Data entries
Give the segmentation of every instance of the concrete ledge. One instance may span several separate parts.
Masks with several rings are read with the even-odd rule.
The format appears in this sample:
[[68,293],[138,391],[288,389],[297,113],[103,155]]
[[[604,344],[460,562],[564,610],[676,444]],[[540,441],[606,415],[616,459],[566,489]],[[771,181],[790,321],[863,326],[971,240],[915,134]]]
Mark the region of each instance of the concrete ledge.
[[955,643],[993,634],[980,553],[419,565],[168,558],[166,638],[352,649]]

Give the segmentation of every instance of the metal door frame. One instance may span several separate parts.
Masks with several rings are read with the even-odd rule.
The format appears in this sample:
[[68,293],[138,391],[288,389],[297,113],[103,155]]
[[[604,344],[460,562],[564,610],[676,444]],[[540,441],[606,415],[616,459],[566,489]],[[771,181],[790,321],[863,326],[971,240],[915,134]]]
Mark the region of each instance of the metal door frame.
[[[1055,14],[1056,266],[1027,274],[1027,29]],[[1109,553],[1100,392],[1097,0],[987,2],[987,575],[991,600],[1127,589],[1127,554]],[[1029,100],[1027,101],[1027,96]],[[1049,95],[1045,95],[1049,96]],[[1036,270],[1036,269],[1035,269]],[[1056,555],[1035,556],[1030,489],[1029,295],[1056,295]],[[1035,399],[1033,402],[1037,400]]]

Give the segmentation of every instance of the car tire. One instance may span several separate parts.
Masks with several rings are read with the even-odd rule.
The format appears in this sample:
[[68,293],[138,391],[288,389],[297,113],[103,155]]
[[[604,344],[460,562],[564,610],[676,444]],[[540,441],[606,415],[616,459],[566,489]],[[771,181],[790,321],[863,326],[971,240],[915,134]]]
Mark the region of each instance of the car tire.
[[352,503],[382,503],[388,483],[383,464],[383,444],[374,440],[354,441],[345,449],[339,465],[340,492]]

» Problem:
Reproduce every line of the three items above verbatim, including each outline.

» Answer to the exercise:
Give the segmentation of every instance of the concrete ledge. One instance may span several separate parts.
Masks with several rings are read with the even-odd rule.
The format appears in this sample:
[[68,293],[138,391],[288,389],[297,113],[103,155]]
[[[604,344],[460,562],[564,610],[676,444]],[[540,441],[606,415],[616,459],[566,489]],[[771,181],[790,321],[863,326],[971,240],[915,134]]]
Mark the region of each instance of the concrete ledge.
[[955,643],[993,634],[980,553],[419,565],[168,558],[166,638],[352,649]]

Give the segmentation of every instance of the metal door frame. One instance may span several separate parts.
Masks with several rings are read with the even-odd rule.
The format appears in this sample:
[[68,293],[138,391],[288,389],[297,113],[103,155]]
[[[604,344],[460,562],[564,610],[676,444]],[[540,441],[606,415],[616,459],[566,489]],[[771,181],[790,321],[863,326],[971,240],[915,134]]]
Mark the region of each instance of the metal door frame.
[[[1055,14],[1056,266],[1027,274],[1027,29]],[[1109,553],[1100,392],[1097,0],[987,2],[987,575],[991,600],[1127,589],[1127,554]],[[1029,100],[1027,101],[1027,96]],[[1049,95],[1045,95],[1049,96]],[[1036,270],[1036,269],[1035,269]],[[1056,555],[1035,556],[1030,489],[1029,295],[1056,295]],[[1035,399],[1033,402],[1037,400]]]

Give the segmentation of every instance of the car tire. One instance may span several separate parts.
Masks with several rings are read with the even-odd rule.
The format appears in this sample:
[[68,293],[138,391],[288,389],[297,113],[103,155]]
[[[604,344],[460,562],[564,610],[676,444]],[[540,441],[606,415],[616,459],[566,489]],[[771,181],[790,321],[863,326],[971,240],[915,134]]]
Mark the region of each instance of the car tire.
[[352,503],[382,503],[388,483],[383,464],[383,444],[374,440],[354,441],[345,449],[339,465],[340,492]]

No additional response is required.